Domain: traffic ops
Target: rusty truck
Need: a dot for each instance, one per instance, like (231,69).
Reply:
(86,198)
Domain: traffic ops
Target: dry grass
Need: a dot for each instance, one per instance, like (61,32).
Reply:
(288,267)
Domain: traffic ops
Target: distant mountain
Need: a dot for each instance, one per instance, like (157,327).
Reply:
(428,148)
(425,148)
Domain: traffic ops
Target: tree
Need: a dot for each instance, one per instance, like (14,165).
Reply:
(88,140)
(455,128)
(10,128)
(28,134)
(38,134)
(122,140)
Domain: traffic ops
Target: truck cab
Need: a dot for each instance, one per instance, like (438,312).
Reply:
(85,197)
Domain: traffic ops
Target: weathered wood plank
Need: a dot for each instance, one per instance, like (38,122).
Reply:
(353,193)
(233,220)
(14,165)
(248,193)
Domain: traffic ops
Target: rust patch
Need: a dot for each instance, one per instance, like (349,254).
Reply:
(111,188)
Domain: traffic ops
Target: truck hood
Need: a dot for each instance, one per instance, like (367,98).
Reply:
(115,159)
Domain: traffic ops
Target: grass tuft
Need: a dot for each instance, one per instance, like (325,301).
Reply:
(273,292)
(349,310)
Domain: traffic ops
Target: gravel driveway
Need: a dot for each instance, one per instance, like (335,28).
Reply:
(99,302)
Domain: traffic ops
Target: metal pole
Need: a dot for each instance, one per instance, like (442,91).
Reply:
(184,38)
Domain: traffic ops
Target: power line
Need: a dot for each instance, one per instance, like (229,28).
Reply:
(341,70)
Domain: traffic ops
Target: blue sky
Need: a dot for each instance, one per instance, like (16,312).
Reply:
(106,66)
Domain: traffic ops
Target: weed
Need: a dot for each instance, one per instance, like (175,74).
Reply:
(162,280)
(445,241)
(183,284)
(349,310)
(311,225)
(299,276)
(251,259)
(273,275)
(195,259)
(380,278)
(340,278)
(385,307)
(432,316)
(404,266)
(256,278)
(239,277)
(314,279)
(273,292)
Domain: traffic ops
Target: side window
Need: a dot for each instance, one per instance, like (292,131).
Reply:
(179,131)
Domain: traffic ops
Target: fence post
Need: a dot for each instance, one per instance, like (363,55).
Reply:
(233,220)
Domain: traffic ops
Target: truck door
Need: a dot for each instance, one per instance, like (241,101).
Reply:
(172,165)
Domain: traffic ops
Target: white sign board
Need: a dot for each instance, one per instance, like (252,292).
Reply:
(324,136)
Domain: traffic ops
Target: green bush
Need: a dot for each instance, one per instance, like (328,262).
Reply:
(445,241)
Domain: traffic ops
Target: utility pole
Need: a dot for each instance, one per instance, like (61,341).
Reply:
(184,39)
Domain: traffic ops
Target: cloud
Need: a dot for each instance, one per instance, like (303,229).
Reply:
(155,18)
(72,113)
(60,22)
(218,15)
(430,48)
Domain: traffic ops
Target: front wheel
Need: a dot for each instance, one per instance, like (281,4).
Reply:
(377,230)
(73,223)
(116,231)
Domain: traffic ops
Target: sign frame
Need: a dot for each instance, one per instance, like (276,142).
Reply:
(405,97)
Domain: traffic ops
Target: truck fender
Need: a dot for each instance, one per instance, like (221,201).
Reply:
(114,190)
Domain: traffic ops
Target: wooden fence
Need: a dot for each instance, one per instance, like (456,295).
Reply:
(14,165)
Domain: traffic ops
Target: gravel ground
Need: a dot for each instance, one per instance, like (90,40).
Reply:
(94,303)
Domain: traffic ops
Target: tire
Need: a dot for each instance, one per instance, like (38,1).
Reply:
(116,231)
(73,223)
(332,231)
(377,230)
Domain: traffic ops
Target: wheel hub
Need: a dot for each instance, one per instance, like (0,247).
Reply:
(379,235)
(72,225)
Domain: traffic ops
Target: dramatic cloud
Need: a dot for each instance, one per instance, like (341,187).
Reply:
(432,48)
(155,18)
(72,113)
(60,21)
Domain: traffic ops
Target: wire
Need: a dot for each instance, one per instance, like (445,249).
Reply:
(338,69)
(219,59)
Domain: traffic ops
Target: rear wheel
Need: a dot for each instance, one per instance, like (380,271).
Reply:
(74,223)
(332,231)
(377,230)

--- --- ---

→ **Your goal**
Transcribe the data. Leave every line exactly as it is.

→ **Result of the exercise**
Domain: traffic ops
Target: rusty truck
Need: a dot for each instance, one per instance, like (231,69).
Reply:
(86,198)
Domain: traffic ops
Target: dry grass
Need: a dot for each instance, one per instance, like (61,32).
Reply:
(288,267)
Domain: traffic ops
Target: distant mountain
Need: a dot for each instance, one per instance, like (157,327).
Reply:
(428,148)
(425,148)
Domain: traffic ops
Target: tree
Need: a dot for each instance, one per instance, like (14,165).
Reply:
(88,140)
(455,128)
(10,128)
(28,134)
(38,134)
(122,140)
Domain: traffic ops
Target: truck cab
Need: a dot for each instance, one per instance, like (438,312).
Reply:
(85,197)
Domain: traffic ops
Target: weathered wood plank
Need: a dot for each instance, one per instance, like (38,122).
Reply:
(353,193)
(233,220)
(14,165)
(248,193)
Domain: traffic ops
Target: rust patch
Need: a dot for each instance, one per instance, like (349,254).
Reply:
(111,188)
Domain: traffic ops
Target: truck hood
Need: a dot for each instance, one per instance, like (367,98).
Reply:
(115,159)
Domain: traffic ops
Target: grass tuft
Need: a dot for each instance, one per instance, like (325,301).
Reply:
(273,292)
(349,310)
Domain: traffic ops
Target: gravel driveway
Need: a dot for each instance, one per instance, like (335,28).
Reply:
(99,302)
Domain: traffic ops
Target: metal pole
Need: a dot for each instance, one per instance, like (442,91).
Reply:
(184,38)
Domain: traffic ops
Target: power line
Need: a dot for each instance, one per instance, like (229,28).
Reply:
(341,70)
Domain: traffic ops
Target: blue sky
Need: a dot for each instance, one per instance, like (16,312).
Reply:
(106,66)
Domain: traffic ops
Target: weed
Need: a dot for each instance, one per instance, like (175,74).
Reply:
(162,280)
(445,241)
(183,284)
(349,310)
(311,225)
(299,276)
(251,259)
(273,275)
(195,259)
(380,278)
(340,278)
(385,307)
(432,316)
(404,266)
(256,278)
(239,277)
(314,279)
(273,292)
Domain: traffic ops
Target: side window
Need: a dot for each instance, one per instance, like (292,131).
Reply:
(179,131)
Domain: traffic ops
Target: fence post
Need: a dot for each instance, one per instance, like (363,55).
Reply:
(233,220)
Domain: traffic ops
Target: truck door
Need: a dot for each instance, one per instance, like (241,101).
Reply:
(172,165)
Domain: traffic ops
Target: white sign board
Need: a dot for each instance, one per instance, like (252,292).
Reply:
(324,136)
Domain: traffic ops
Target: green bush
Need: a dot for each instance, one per instance, like (328,262).
Reply:
(445,241)
Domain: traffic ops
Target: utility pole
Need: a dot for each instance, one per instance, like (61,341).
Reply:
(184,39)
Domain: traffic ops
Target: cloud
Need: a dot for each instance, one per instance, like (303,229).
Reply:
(155,18)
(72,113)
(60,22)
(218,15)
(430,48)
Domain: traffic ops
Target: front wheel
Need: a dot for each instance, one per instance, like (281,4).
Reply:
(377,230)
(73,223)
(116,231)
Domain: traffic ops
Target: sign frame
Need: a dot for each instance, one per instance, like (276,142).
Reply:
(405,97)
Domain: traffic ops
Target: truck fender
Need: a dot for each instance, one per instance, like (221,201).
Reply:
(114,190)
Domain: traffic ops
Target: wooden fence
Need: a dot for each instance, one per instance, like (456,295).
Reply:
(14,165)
Domain: traffic ops
Target: gravel ground
Need: a dot for each instance, one per instance, like (90,40).
Reply:
(94,303)
Domain: traffic ops
Target: tire
Need: a dot for each instance, one per instance, like (38,1).
Reply:
(116,231)
(73,223)
(332,231)
(377,230)
Domain: traffic ops
Target: wheel hub
Need: a dot for each instance, one per instance, like (0,247).
Reply:
(379,235)
(72,225)
Domain: traffic ops
Target: dramatic cloud
Need: a dot for each instance, one per instance, like (341,187).
Reply:
(432,48)
(155,18)
(72,113)
(60,21)
Domain: traffic ops
Target: wire
Need: a dot for each instance, one per instance, like (445,249).
Reply:
(338,69)
(219,59)
Domain: traffic ops
Target: rear wheel
Need: a dot for each instance, one per instance, like (380,271).
Reply:
(74,223)
(332,231)
(377,230)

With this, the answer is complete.